Data items
*****
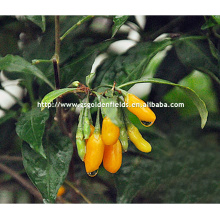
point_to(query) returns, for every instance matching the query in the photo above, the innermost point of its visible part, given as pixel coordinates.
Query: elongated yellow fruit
(137, 139)
(139, 108)
(110, 132)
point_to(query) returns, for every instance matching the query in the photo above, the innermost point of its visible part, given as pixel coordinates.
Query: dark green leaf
(196, 54)
(109, 109)
(38, 20)
(30, 128)
(173, 72)
(48, 174)
(131, 178)
(129, 66)
(81, 67)
(53, 95)
(17, 64)
(7, 116)
(194, 97)
(118, 22)
(217, 18)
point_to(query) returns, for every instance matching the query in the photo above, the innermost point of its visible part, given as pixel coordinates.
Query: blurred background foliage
(184, 164)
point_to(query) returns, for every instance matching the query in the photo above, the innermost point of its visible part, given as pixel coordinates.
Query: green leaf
(30, 128)
(196, 54)
(81, 67)
(192, 94)
(7, 116)
(217, 18)
(38, 20)
(118, 22)
(89, 79)
(17, 64)
(131, 178)
(129, 66)
(211, 22)
(109, 109)
(49, 174)
(53, 95)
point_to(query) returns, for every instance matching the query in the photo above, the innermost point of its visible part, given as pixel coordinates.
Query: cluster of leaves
(179, 162)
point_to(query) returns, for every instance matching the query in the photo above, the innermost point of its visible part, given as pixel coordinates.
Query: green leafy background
(183, 166)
*****
Transcribe all of the rows above verbatim, omitting the pictures.

point_to(query) returns, for every instance matching the query in the photo above, the innermost point of its visible part, given as pixel coordinates.
Query: elongated yellow fruit
(137, 139)
(139, 108)
(110, 132)
point_to(query) returns, for every instance matching the query in the photo above, the innermost point of its visible part, given as pixel coordinates.
Query: dark green leaf
(196, 54)
(109, 109)
(38, 20)
(30, 128)
(173, 72)
(48, 174)
(131, 178)
(129, 66)
(81, 67)
(53, 95)
(17, 64)
(7, 116)
(194, 97)
(118, 22)
(217, 18)
point_to(query) returns, for every instance matching the query in the photo above, the innermost point of its visible part, given as pixel coordinates.
Query: blurred background foliage
(184, 164)
point_to(query) returns, for every instance matching the query in the photo above, the innermost point of its visible part, given as pixel coordinates.
Query: green leaf
(30, 128)
(196, 54)
(81, 67)
(192, 94)
(7, 116)
(217, 18)
(38, 20)
(118, 22)
(89, 79)
(17, 64)
(131, 178)
(129, 66)
(211, 22)
(109, 109)
(49, 174)
(53, 95)
point_to(query) returns, for every instance matching the query in the photo above, the innermost point of its visible part, given as pixel coordinates.
Query: cluster of leaves
(179, 162)
point_to(query) returns, for every instance matching the query in the photo above, the innermost point of its visible part, given as pixel coordinates.
Query: green leafy background
(183, 166)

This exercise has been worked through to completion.